VORLIEGENDER AUSZUG —

++++

Hemingway ein Mörder?

Adios Hemingway

Mit "Adios Hemingway" ist Leonardo Padura etwas Seltenes gelungen: ein spannender Krimi, die Verknüpfung von Anspruch und Unterhaltung, sowie das Kunststück, ein gehöriges Interesse an Leben und Werk Hemingways wieder zu wecken.

Die Geschichte ist schnell erzählt: Eines Tages im Jahre 2001 wird auf einem Grundstück nahe der kubanischen Hauptstadt Havanna die skelettierte Leiche eines Mannes gefunden. Alter zum Zeitpunkt des Todes: etwa 60 Jahre. Hautfarbe: weiß. Todesursache: zwei Kugeln aus einem Gewehr. Ein Mord, der allerdings gut 40 Jahre zurückliegt, irgendwann zwischen 1957 und 1960 schätzen die Gerichtsmediziner. Pikanterweise wird beim Skelett auch noch eine Polizeimarke gefunden. Um genau zu sein: eine FBI-Marke.

Starker Tobak

Eigentlich könnte man die Geschichte mit dem Skelett getrost vergessen, immerhin liegt sie ja vierzig Jahre zurück. Man könnte. Wäre da nicht das Grundstück, auf dem die Leiche verscharrt worden ist: die Finca Vigia. Jetzt ist für den Kuba- und Hemingway-Kenner alles klar. Auf dieser Finca hat Ernest Miller Hemingway die letzten Jahre seines Lebens verbracht, bevor er sich - alkoholkrank und depressiv - im Alter von 61 Jahren im US-amerikanischen Nordwesten, in Ketchum, Idaho, erschoss. Das war vor 45 Jahren, exakt am 2. Juli 1961.

++++

VORLIEGENDE LISTE —
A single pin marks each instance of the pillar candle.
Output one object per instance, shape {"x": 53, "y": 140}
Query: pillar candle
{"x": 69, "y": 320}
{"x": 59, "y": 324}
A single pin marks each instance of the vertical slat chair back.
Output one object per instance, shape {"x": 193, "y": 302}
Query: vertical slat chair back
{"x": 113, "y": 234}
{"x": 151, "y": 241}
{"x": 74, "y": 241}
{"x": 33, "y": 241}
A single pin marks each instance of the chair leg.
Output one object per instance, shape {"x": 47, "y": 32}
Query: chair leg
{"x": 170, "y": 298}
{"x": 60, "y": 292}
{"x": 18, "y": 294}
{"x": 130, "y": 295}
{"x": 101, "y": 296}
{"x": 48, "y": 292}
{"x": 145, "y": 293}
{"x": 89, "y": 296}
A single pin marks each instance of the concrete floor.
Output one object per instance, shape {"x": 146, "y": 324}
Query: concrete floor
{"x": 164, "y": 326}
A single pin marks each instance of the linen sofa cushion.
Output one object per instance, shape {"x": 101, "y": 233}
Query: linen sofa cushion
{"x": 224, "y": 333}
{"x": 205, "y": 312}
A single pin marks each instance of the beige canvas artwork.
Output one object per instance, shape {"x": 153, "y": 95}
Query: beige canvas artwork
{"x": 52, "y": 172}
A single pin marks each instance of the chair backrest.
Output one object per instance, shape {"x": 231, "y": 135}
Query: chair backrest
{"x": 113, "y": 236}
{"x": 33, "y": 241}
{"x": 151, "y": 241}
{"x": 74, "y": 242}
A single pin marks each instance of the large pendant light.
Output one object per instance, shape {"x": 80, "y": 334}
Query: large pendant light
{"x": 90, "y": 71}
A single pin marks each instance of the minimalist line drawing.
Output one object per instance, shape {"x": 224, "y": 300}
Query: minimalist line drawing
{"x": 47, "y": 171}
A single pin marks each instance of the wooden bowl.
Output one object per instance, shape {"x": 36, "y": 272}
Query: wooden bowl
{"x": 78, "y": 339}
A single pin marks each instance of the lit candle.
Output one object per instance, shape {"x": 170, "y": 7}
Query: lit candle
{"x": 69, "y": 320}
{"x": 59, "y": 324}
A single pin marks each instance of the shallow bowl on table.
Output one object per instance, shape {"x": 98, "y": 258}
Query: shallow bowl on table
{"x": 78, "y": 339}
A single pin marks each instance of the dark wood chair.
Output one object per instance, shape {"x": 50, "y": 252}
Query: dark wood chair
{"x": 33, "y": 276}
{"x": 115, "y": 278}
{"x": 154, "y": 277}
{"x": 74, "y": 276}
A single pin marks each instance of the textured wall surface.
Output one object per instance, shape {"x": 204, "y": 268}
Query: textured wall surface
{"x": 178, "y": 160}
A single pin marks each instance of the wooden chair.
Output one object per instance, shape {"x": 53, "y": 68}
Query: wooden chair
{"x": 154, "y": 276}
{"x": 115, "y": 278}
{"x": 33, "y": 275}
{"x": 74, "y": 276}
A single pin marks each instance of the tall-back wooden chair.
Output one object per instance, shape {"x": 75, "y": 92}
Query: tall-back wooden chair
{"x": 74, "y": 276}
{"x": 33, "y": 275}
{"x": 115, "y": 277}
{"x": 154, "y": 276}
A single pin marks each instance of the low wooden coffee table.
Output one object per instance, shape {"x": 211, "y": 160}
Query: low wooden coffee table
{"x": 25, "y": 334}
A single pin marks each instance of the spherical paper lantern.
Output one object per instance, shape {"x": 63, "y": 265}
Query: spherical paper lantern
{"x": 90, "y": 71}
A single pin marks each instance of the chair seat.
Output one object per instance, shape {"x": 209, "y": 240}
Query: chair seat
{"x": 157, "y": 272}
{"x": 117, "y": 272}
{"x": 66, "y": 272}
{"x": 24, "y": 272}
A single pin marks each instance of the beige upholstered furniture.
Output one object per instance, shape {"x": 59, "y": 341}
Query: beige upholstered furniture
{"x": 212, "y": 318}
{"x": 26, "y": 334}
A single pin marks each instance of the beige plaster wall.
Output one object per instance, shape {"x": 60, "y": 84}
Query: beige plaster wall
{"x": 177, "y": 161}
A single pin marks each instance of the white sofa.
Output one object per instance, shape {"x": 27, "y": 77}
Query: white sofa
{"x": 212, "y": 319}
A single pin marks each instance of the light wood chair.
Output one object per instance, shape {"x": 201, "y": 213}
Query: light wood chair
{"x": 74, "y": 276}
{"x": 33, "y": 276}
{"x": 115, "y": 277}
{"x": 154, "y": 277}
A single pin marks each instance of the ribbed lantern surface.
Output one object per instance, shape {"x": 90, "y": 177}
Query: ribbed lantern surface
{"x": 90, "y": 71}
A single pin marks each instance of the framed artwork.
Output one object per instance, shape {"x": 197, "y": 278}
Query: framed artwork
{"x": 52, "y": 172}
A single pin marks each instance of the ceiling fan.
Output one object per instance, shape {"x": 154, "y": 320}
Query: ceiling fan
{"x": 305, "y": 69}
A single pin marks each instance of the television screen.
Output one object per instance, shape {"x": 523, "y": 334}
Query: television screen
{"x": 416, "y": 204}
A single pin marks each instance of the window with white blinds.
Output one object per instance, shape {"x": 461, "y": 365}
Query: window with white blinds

++++

ZU LÖSENDE AUFGABEN —
[a] Auf welchem Grundstück wurde dem Auszug zu „Adios Hemingway“ zufolge die Leiche verscharrt?
[b] Gib den Auszug zu „Adios Hemingway“ von „Hemingway ein Mörder?“ bis „wieder zu wecken.“ wortgetreu wieder.
[c] Schreibe den Auszug zum Krimi „Adios Hemingway“ im Anschluss an seinen letzten Satz weiter.

DIE ANTWORTEN —
[a] Auf der Finca Vigia.

[b]
Hemingway ein Mörder?

Adios Hemingway

Mit "Adios Hemingway" ist Leonardo Padura etwas Seltenes gelungen: ein spannender Krimi, die Verknüpfung von Anspruch und Unterhaltung, sowie das Kunststück, ein gehöriges Interesse an Leben und Werk Hemingways wieder zu wecken.

[c]
Der Kraftprotz und Waffennarr Hemingway als Mörder eines FBI-Agenten zu den Zeiten der kubanischen Revolution? Das ist starker Tobak, aber eine nicht unbedingt an den Haaren herbeigezogene Geschichte. Zu den Ermittlungen beigezogen wird jedenfalls Mario Conde, der Held aller vier Havanna-Krimis von Leonardo Padura. Jener ironisch-melancholische Kommissar, der inzwischen seinen Job als Polizist aufgegeben hat, und sich nun als Schriftsteller und Antiquar durch den sozialistischen Alltag zu schlagen versucht.

Alles in allem war er ein guter Polizist gewesen, trotz seiner Abneigung gegen Waffen, Gewalt und Unterdrückung und gegen die Macht, die durch Angst und die schaurigen Mechanismen des Apparats jeden manipulieren und erledigen kann. Nun aber, das wusste er, war er ein beschissener Privatdetektiv in einem Land, in dem es weder Detektive noch ein Privatleben gab. Mit anderen Worten: Er war eine schiefe Metapher in einer schiefen Wirklichkeit.

Kubas innere Schräglage

Die Kriminalfälle, die Mario Conde, Leonardo Paduras Held und wohl auch Alter Ego, zu lösen hat, gehen an die innere Substanz der kubanischen Gesellschaft. Prostitution als offiziell verbotenes, aber geduldetes Phänomen, Korruption und Betrug bis in die höchsten Regierungskreise. Eine Zweiklassengesellschaft, geteilt in eine Minderheit von Devisenbesitzern und eine Mehrheit, die vom kubanischen Peso lebt. Leonardo Padura schreibt offen über diese Missstände.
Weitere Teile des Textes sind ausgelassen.